Instructions to follow:
Below are some records; return each one exactly.

(Point localization data)
########################################
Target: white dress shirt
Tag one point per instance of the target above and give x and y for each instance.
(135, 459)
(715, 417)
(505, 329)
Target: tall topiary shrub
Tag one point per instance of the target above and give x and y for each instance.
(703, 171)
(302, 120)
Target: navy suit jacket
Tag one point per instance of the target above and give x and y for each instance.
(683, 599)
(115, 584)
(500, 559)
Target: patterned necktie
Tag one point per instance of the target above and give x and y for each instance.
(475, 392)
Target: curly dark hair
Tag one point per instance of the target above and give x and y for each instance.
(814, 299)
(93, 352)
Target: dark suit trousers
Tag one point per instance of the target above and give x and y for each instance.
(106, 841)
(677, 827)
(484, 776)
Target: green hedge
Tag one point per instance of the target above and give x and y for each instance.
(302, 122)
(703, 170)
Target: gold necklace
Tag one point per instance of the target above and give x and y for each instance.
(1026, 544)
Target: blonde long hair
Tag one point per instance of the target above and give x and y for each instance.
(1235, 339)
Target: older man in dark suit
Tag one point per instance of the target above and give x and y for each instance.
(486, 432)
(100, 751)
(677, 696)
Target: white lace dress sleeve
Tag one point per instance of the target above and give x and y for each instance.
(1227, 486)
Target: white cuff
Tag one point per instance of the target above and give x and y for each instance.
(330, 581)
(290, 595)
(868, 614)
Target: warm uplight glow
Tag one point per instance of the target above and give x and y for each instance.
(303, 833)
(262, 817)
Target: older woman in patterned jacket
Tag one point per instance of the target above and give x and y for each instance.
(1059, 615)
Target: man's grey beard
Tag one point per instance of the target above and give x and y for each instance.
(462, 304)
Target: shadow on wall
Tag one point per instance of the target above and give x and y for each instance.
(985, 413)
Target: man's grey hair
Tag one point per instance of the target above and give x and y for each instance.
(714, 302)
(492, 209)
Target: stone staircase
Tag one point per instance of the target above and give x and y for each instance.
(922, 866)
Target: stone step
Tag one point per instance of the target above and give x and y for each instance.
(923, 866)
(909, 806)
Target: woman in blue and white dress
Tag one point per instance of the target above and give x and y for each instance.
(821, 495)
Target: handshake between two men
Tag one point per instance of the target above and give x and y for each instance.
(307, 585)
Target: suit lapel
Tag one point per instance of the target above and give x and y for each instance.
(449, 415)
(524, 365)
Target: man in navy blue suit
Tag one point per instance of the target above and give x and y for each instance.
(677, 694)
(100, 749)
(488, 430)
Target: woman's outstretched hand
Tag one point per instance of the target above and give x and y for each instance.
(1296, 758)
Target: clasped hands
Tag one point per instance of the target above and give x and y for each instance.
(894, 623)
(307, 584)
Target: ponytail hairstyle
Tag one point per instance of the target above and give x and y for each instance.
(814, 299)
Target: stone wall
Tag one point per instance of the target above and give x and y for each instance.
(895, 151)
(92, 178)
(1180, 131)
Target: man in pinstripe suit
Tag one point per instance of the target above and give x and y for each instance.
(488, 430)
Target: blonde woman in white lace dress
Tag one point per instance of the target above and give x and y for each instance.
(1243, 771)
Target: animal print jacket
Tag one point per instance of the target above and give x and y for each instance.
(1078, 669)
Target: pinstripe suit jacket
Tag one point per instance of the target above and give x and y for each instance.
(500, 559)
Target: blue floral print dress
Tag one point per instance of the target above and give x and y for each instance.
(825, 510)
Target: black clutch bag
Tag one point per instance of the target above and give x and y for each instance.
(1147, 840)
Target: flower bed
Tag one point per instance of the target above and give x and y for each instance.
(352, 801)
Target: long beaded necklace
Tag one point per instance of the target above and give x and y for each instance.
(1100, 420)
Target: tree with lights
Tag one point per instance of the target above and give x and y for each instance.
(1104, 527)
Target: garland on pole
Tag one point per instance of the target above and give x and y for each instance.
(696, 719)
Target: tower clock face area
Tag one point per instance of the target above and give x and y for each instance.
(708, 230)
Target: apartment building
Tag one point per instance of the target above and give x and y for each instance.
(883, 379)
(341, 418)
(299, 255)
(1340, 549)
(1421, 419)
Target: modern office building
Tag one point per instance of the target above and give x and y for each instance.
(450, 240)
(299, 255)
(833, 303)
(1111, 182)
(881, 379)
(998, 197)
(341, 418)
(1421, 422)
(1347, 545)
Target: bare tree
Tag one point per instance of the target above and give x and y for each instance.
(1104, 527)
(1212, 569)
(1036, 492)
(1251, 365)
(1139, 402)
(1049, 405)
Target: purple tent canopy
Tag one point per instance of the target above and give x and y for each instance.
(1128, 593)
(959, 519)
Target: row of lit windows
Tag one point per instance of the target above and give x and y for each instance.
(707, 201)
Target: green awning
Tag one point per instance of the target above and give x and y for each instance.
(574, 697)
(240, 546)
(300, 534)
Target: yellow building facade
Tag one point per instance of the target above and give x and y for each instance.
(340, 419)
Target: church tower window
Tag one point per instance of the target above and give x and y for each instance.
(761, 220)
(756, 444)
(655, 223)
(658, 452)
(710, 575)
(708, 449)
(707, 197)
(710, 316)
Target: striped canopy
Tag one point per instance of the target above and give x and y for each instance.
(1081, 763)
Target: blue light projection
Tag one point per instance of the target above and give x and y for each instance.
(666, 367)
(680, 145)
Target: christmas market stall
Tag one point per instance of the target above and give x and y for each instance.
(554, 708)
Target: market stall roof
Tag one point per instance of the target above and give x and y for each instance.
########################################
Solution:
Target: white dress shirt
Tag one point per instance of the target above and give x and y for each instance.
(135, 459)
(715, 417)
(505, 329)
Target: tall topiary shrub
Tag one point per instance of the target above and give x and y for each instance.
(703, 171)
(302, 120)
Target: navy suit jacket
Tag one point per instance of the target above and give x and y for each instance.
(683, 599)
(115, 584)
(500, 559)
Target: patterned necktie
Tag one point per instance of the target above and give x and y for each instance.
(475, 392)
Target: curly dark hair
Tag one point per instance of the target above and give x and y for each instance.
(814, 299)
(93, 352)
Target: dark suit trousers
Tag one point per instance of the target above and give x and y for each instance.
(106, 841)
(677, 827)
(484, 776)
Target: green hedge
Tag one point per instance of the target above and give x and y for each instance.
(302, 122)
(703, 170)
Target: gold necklace
Tag one point per instance of the target above and give x and y for each instance.
(1026, 544)
Target: blonde long hair
Tag one point per instance of the target above and give x and y for each instance.
(1235, 339)
Target: older man in dark suit
Tag one point per instance of the target above and give x and y for each instance.
(486, 432)
(100, 751)
(677, 696)
Target: white lace dress sleeve
Tag one point per instance of the target above and give x and y for each instance.
(1227, 486)
Target: white cuff
Tag one point per instance of the target above and give x and y for each instance.
(330, 581)
(290, 595)
(868, 614)
Target: warm uplight glow
Tag one point per instance of the target above and give x and y for each instance.
(303, 833)
(262, 817)
Target: older woman in patterned jacket
Tag one point per instance of the target above and give x and y for each instance.
(1059, 615)
Target: man's grey beard
Tag one point per instance of the target above and give x and y for each instance.
(462, 304)
Target: shadow on wall
Tag one point per instance of the target above and give x and y for each instance.
(985, 413)
Target: man's grey hair
Tag one point per instance of the target above and give x and y for each instance.
(714, 302)
(492, 209)
Target: stone staircase
Tag one point per instance of the target above and give x and y for each instance.
(922, 866)
Target: stone step
Tag one point per instance of the target above and give x and y for each instance.
(923, 866)
(909, 806)
Target: woman in blue and white dress
Tag one point per instance of the target above and give x and y for each instance.
(821, 495)
Target: handshake between two men
Tag one point per instance of the target above and give x and y for each instance.
(307, 585)
Target: suit lapel
Tag one point per instance of the target above and give x and y for each instance.
(449, 415)
(524, 365)
Target: man in navy blue suit
Tag one point per instance of the target above and give x and y for each instance.
(677, 694)
(100, 749)
(488, 430)
Target: woman's outstretched hand
Tag one point per instance of the target above and give x and y for each instance.
(1296, 758)
Target: clasped hands
Tag one point per instance of the target above and give x and y for each instance.
(894, 623)
(307, 584)
Target: ponytail hairstyle
Tag one point per instance of the target above and give x and y for each instance.
(814, 299)
Target: stone wall
Tag one point per instance of the target above and give x and y for each instance.
(895, 151)
(92, 178)
(1180, 131)
Target: man in pinstripe suit
Tag one point per instance of the target above and give x and y for each instance.
(488, 430)
Target: blonde woman in white lace dress
Tag one point per instance of the target above and give x and y for each instance.
(1243, 771)
Target: animal print jacket
Tag one point per instance of the target above and give x and y for each instance.
(1078, 669)
Target: pinstripe suit jacket
Tag one point per instance of the target above and give x and y for each instance.
(500, 559)
Target: blue floral print dress
Tag one point per instance of the target above and give x and y for each instance.
(825, 510)
Target: black clutch bag
Tag one point per instance of the target above and give x and y for each instance.
(1147, 840)
Target: flower bed
Tag one point per instance of the target above and give x and y for each instance.
(352, 801)
Target: long beaded necklace
Tag one point per instance of the target above and give x and y for each instance.
(1100, 420)
Target: tree with lights
Tag one point per instance of the target above and give x and y for each instance.
(1104, 527)
Target: garland on pole
Tag one point per instance of the target above and give x and y for each instance.
(696, 719)
Target: tower clock face area
Tag one point per instance of the target above and give x and y for each instance.
(708, 230)
Target: apartment building
Tag one point per instance of the target above and give x and y for each instance.
(883, 379)
(341, 418)
(299, 255)
(1340, 549)
(1421, 419)
Target: modern office building
Tag one point per instance of the target above and give x and y for each instance.
(450, 240)
(299, 255)
(833, 303)
(1111, 182)
(881, 379)
(998, 197)
(341, 418)
(1421, 422)
(1347, 545)
Target: bare tree
Tag one point per instance of the target above and give x and y for each instance.
(1104, 527)
(1212, 569)
(1036, 492)
(1251, 365)
(1139, 402)
(1049, 405)
Target: purple tent canopy
Tag one point per instance of the target above and give x and y for each instance.
(1128, 593)
(959, 519)
Target: row of lit windows
Tag one point per instance of the target above and give x and y for each instance.
(707, 201)
Target: green awning
Tag one point per instance of the target above and give x and y for each instance.
(574, 697)
(240, 546)
(300, 534)
Target: yellow building facade
Tag one point per instance of the target above and give x and y for each instance.
(340, 419)
Target: church tower window
Tag one point per instance of the target above and give x and y for each instance.
(761, 220)
(756, 444)
(655, 223)
(658, 452)
(710, 575)
(708, 449)
(707, 197)
(710, 316)
Target: striped canopy
Tag one point per instance of the target above and give x and y for each instance.
(1081, 763)
Target: blue light projection
Tag one point per instance of the target above and give x and y for each instance.
(666, 367)
(680, 145)
Target: christmas market stall
Tag one point per instance of the target above and give x and y for each instance.
(554, 708)
Target: market stall roof
Tag one point per instance of the target above and give x and y for each instance.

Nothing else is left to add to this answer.